SET PROBLEM 1 → Please rewrite the paragraph in the forum thread that begins "Finally solved the issue" more briefly, keeping its main facts.
SET PROBLEM 2 → Name every software product mentioned in the forum thread, listing each Excel version as a separate item.

SOURCE EXTRACT →
# Solved: Logitech tilt wheel not horizontal scrolling in Excel 2007



## Godofbeer (Feb 6, 2006)

Just got a new super duper Logitech LX7 tilt wheel scroll mouse. Everything working except horizontal scrolling in Excel 2007. The horizontal scrolling works ok in other apps and Excel 2003, just not 2007.

Anyone with a similar problem ... or any ideas?

Wayne


----------



## Godofbeer (Feb 6, 2006)

Finally solved the issue by uninstalling the version of the Logitech Setpoint which shipped with the mouse and then installing the latest version from the Logitech website. Kind of a pain though because there is no visible version number in the setpoint software. Only change I see is that the mouse driver in the hardware section of Windows changed from 2.4 to 4.0. Good thing I checked that first because the latest version of the software looks identical to the previous version.

I bought the mouse 4 hours ago - brand new. How can the software be 2 major revs behind?

MATERIAL →

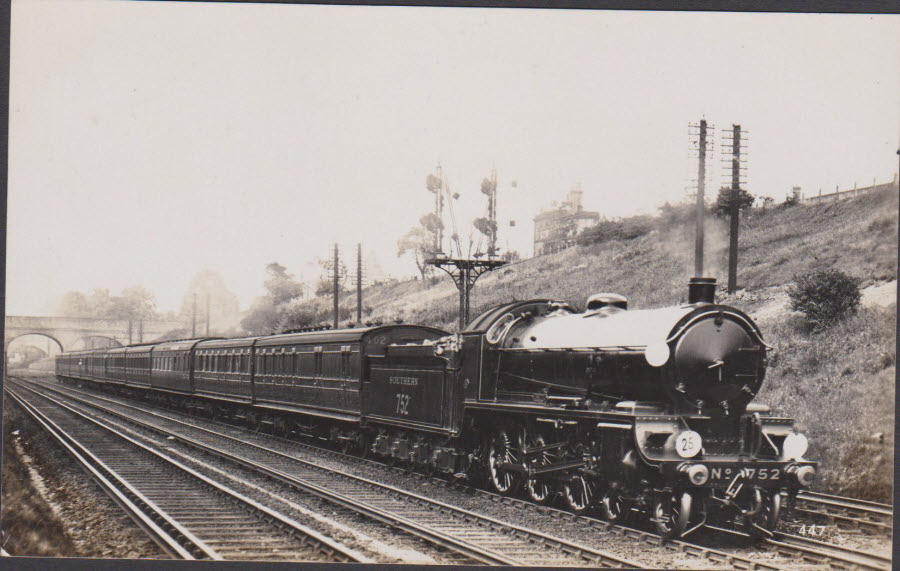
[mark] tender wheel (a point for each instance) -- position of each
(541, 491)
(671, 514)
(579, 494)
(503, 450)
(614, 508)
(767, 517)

...

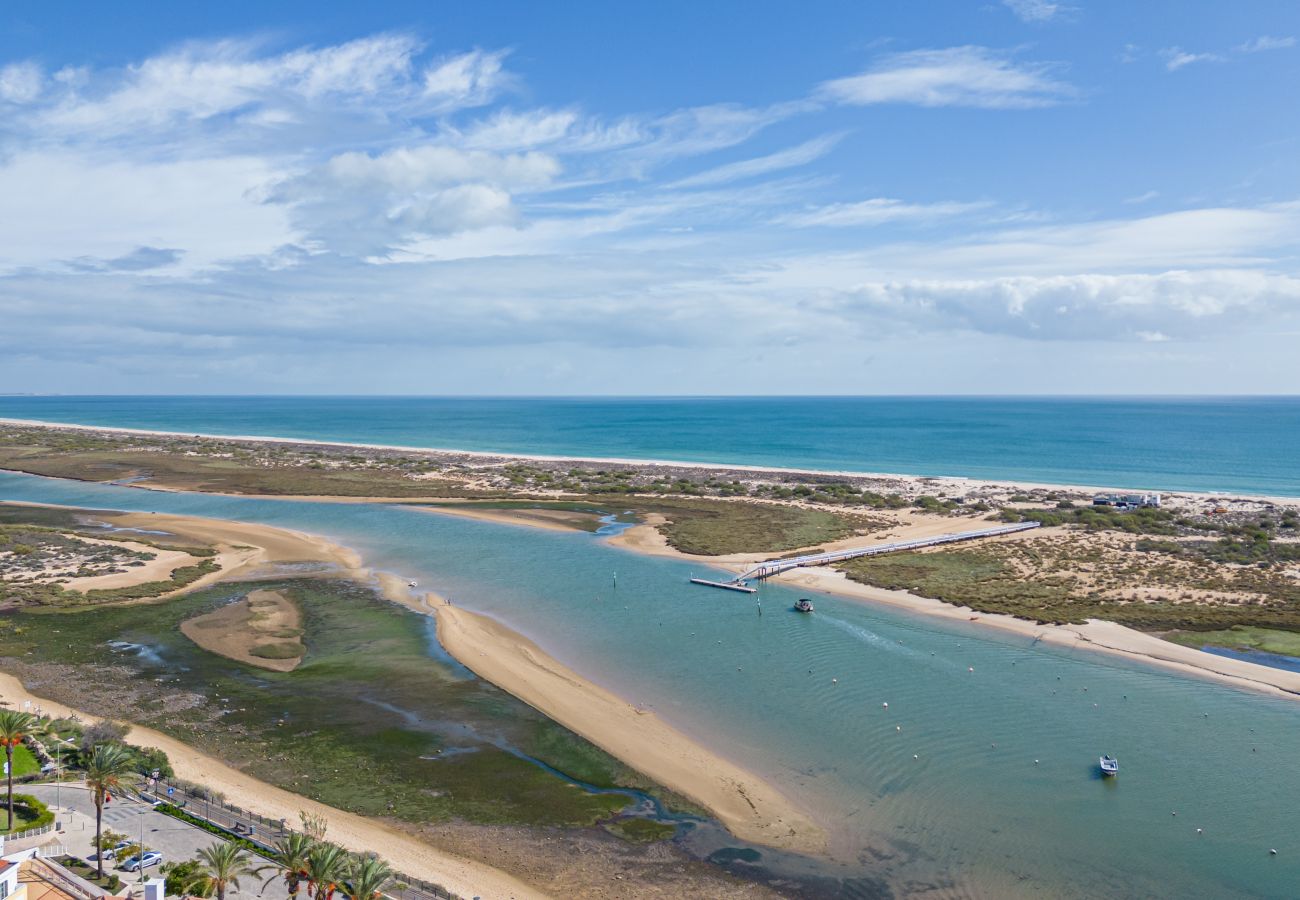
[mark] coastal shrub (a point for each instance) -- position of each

CORRECT ANSWER 1 → The fix was to uninstall the Logitech Setpoint version that shipped with the mouse and install the latest version from the Logitech website. This was awkward because Setpoint shows no version number and the new release looks identical to the old one. The only visible change was the mouse driver in the Windows hardware section, which went from 2.4 to 4.0, and the poster was glad to have checked it first.

CORRECT ANSWER 2 →
- Excel 2007
- Excel 2003
- Logitech Setpoint
- Windows